Özel Karadeniz Hastanesi Kadın Hastalıkları Uzmanı Op. Dr. Hasan Tahsin Sanisoğlu, kısırlığın görülme sıklığının giderek artan bir sağlık sorunu olduğunu ve bunda toplumdaki fiziksel aktivitelerin azalmasının etkili olduğunu söyledi.
Özel Karadeniz Hastanesi Kadın Hastalıkları Uzmanı Op. Dr. Hasan Tahsin Sanisoğlu, kısırlığın görülme sıklığının giderek artan bir sağlık sorunu olduğunu ve bunda toplumdaki fiziksel aktivitelerin azalmasının etkili olduğunu söyledi.
Konuyla ilgili açıklamalarda bulunan Op. Dr. Sanisoğlu, “Her ne kadar klasik bilgi olarak tüm evli çiftlerin yüzde 15’inde kısırlık görülmektedir söylemi söz konusu ise de bu oran geçmiş 30- 40 yılın sıklığını yansıtmaktadır. Günümüzde ise bu oranın giderek yükseldiği bir gerçektir. Amerikan üreme sağlığı derneğinin yaptığı uyarıya göre, eğer bu artış eğilimi devam ederse 2050 yılında her bebek yardımcı üreme yöntemleri ile (yumurtama, aşılama ve tüp bebek) yöntemleri ile doğacaktır öngörüsünde bulunmuştur. Kısırlık sıklığının bu şeklide belirgin artışında en önemli etken, günümüz yaşam şartlarının ve beslenme şeklinin tüm vücut hücrelerinde ve özellikle üreme hücrelerinde (yumurta, sperm) oluşturmuş olduğu olumsuz etkilerdir” dedi.

.....

Yönergeler:
1 – Kısırlık haberinde Op. Dr. Sanisoğlu'nun aktardığı klasik bilgiye göre kısırlık, evli çiftlerin yüzde kaçında görülmektedir?
2 – Kısırlık konulu haberi son cümlesinden sonra sürdürünüz.

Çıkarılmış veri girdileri
.....

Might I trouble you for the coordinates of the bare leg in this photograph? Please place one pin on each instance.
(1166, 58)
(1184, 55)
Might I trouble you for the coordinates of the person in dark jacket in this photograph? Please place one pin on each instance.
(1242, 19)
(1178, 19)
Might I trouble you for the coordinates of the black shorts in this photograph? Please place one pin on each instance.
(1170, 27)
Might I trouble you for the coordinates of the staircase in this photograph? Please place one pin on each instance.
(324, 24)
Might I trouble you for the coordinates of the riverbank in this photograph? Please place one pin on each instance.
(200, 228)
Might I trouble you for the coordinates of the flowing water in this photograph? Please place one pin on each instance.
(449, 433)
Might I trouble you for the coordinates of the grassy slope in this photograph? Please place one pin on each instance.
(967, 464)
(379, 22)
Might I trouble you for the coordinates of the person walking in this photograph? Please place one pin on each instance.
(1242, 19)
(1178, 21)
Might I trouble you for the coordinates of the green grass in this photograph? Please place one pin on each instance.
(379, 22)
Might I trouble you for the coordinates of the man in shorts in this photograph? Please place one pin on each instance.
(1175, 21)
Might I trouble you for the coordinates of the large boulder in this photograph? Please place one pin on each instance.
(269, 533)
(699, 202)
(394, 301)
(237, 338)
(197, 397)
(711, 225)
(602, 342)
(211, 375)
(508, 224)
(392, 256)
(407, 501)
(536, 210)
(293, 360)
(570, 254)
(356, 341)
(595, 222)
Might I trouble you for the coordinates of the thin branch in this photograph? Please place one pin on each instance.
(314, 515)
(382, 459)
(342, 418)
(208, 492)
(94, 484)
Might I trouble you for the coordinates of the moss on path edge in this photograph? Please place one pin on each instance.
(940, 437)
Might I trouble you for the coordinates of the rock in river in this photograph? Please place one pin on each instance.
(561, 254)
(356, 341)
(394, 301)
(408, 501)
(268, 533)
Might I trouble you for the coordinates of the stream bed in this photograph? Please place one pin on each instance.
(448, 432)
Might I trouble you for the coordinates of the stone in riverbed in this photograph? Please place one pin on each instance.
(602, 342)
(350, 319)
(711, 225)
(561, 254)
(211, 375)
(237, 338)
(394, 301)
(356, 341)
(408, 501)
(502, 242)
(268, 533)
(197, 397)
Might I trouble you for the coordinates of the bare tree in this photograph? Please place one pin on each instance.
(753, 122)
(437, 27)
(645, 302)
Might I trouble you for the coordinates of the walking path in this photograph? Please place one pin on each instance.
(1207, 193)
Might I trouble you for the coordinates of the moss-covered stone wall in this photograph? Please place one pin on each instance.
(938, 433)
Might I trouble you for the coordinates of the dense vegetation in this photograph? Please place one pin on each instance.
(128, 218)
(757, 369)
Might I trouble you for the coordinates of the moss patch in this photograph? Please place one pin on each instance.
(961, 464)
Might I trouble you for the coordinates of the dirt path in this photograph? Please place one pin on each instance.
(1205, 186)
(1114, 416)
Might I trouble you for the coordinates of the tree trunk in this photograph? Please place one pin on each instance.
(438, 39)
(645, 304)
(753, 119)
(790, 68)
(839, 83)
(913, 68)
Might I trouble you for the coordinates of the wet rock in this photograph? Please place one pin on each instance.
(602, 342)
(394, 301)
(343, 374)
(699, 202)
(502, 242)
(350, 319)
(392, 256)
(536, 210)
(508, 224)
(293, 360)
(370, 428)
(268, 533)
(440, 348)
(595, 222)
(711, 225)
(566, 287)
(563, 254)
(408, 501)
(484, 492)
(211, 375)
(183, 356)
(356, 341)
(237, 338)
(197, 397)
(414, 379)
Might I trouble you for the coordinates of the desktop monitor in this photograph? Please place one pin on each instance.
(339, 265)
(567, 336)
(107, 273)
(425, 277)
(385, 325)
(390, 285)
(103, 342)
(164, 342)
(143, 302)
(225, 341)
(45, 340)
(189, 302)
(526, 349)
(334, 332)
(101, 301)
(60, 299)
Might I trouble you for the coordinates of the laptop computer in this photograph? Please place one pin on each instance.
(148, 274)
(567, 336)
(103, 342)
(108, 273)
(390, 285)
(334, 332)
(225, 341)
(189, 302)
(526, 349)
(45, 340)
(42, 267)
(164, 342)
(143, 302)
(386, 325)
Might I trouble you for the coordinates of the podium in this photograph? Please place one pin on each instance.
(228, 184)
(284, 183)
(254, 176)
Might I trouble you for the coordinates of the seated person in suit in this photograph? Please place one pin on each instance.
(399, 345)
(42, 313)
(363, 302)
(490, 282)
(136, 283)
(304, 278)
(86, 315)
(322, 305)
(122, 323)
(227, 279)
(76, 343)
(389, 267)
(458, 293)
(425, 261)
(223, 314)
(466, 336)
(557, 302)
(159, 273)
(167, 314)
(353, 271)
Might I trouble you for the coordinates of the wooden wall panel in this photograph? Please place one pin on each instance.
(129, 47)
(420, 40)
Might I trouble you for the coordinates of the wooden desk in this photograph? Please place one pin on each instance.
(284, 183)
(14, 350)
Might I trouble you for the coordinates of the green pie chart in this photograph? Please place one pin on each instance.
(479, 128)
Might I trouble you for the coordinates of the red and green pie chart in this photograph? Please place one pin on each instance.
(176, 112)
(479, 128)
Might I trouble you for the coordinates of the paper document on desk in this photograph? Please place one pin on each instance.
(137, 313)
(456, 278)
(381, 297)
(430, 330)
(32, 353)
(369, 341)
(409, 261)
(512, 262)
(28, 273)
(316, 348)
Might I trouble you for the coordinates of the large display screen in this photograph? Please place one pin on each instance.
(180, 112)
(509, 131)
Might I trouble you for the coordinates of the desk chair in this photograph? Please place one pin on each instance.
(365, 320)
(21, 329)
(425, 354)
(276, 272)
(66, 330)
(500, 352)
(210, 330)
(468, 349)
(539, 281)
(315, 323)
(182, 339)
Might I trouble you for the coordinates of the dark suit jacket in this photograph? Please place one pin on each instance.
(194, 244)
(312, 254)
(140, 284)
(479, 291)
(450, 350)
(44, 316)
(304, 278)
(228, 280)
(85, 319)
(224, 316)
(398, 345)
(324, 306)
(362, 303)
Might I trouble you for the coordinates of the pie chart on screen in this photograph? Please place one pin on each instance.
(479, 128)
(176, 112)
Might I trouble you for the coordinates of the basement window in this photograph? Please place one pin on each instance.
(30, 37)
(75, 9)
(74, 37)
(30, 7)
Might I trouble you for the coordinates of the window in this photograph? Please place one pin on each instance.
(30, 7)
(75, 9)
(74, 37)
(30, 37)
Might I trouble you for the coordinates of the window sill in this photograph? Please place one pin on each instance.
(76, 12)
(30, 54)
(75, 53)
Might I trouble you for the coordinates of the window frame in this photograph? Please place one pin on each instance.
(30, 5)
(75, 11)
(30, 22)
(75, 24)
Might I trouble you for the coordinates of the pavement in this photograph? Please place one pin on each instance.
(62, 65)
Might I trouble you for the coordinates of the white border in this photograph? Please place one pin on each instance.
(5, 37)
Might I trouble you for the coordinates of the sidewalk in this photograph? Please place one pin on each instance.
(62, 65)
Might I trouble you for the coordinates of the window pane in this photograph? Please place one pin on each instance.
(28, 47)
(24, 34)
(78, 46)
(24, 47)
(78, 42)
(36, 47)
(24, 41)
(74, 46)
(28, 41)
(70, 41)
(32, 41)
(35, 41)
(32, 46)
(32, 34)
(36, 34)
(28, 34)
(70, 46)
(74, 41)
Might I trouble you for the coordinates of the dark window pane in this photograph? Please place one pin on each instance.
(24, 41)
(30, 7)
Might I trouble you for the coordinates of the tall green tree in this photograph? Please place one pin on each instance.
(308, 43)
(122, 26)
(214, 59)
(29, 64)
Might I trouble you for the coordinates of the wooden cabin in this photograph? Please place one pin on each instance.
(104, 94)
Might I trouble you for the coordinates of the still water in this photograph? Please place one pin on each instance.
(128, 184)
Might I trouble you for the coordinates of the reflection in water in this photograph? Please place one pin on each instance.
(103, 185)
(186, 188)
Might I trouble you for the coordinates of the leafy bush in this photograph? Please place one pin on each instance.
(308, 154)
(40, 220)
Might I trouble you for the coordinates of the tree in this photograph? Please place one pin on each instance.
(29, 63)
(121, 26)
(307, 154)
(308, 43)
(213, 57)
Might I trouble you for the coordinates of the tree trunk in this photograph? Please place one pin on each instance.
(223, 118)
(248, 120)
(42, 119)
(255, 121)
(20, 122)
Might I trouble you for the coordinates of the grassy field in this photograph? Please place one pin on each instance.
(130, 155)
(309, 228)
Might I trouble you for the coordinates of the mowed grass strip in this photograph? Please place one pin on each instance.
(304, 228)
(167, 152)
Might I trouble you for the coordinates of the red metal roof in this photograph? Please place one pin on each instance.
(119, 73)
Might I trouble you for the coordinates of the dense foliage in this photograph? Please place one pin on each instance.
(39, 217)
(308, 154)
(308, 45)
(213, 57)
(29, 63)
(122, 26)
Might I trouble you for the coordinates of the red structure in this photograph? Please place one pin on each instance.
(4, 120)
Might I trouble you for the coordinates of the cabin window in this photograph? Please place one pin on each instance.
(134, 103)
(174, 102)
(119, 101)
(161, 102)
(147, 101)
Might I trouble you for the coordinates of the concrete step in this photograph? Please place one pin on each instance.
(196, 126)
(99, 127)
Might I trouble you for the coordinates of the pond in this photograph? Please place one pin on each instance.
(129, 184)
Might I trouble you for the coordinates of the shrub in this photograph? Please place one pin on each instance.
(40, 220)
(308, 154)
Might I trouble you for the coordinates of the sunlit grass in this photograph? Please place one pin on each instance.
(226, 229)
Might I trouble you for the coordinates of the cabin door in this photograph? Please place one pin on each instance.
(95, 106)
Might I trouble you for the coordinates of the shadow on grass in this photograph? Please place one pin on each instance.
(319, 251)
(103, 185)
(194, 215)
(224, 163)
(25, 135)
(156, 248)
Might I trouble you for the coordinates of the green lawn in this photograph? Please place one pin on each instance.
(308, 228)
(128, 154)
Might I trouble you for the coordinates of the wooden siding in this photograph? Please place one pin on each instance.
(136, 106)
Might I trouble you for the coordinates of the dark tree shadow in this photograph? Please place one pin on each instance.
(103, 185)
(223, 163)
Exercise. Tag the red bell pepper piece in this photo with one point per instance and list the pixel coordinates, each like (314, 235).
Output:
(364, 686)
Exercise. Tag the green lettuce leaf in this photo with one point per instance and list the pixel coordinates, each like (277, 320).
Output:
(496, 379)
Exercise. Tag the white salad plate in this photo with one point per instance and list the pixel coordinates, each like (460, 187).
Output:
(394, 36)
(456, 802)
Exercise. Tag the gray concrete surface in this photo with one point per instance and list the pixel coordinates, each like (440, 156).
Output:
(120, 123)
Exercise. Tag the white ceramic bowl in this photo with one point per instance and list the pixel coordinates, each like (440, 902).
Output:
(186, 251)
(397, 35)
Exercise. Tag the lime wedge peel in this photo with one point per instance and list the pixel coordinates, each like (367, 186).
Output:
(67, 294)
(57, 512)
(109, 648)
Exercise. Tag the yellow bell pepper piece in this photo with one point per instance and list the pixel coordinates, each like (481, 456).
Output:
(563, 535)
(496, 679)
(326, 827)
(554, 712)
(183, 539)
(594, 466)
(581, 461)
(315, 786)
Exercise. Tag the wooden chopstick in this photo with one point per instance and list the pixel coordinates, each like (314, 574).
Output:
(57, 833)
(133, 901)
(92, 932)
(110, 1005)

.....

Yanıtlar:
1 – Tüm evli çiftlerin yüzde 15’inde.

2 –
İnsanlarda az hareket etme, hazır ve dondurucu gıdalar tüketmenin kısırlığa yol açtığını kaydeden Sanisoğlu, “İnsanlar artık daha az hareket etmekte, fiziksel aktivite de bulunmamakta, içeriğinde zararlı olabilecek hazır ve dondurulmuş gıdalar ve özellikle glisemik indekisi yüksek besinleri (şekerli, yağlı ve proteinden zengin) daha çok tüketmektedir. Bu tür beslenme insan vücudunda ki tüm hücrelerde ve özellikle üreme hücrelerinde olumsuz etkiler oluşturmakta, oksidatif stres diye tanımlanan, hücre metabolizması sonucu açığa çıkan ve hücrenin tüm moleküllerine, hatta gen ve kromozomlarına zararlı etki gösteren serbest oksijen radikallerinin oluşumuna yol açmaktadır. Bunun sonucunda üreme hücrelerinin fonksiyonları bozulmakta spermin ve yumurtanın yeterli düzeyde üretimi ve döllenme kapasitesi azalmakta ve bunun sonucunda doğurganlık potansiyeli azalmaktadır” şeklinde konuştu.
“MEYVE VE SEBZE TÜKETİLMELİ”
Kısırlık tedavisi uygulayan çiftlere bol meyve ve sebze tüketin önerisinde bulunan Sanisoğlu, “Aşırı yüksek ısı karşısında pişirilmiş (kebap, döner, ızgara gibi direkt ateşe maruz kalmış) yiyeceklerin fazla tüketilmesi sonucunda da vücutta zararlı metabolitler (glikasyon metabolitleri) ve bunun sonucunda hücre zararı oluşmaktadır. Genel sağlık açısında olduğu gibi kısırlık sorunu yaşayan çiftlere önerimiz şekerli (hamur işleri, makarna pilav ve tatlı) yağlı ve proteinden (et ürünleri) zengin beslenmemeleri, fast food ve hazır besinlerden uzak durmaları, kebap döner ve ızgara gibi hem proteinde zengin hemde yüksek ateşe maruz kalmış besinleri mümkün oldukça az tüketmeleri, klasik Türk mutfağı beslenme düzenine geri dönmeleri, bol sebze ve meyve tüketmelerini önermekteyiz.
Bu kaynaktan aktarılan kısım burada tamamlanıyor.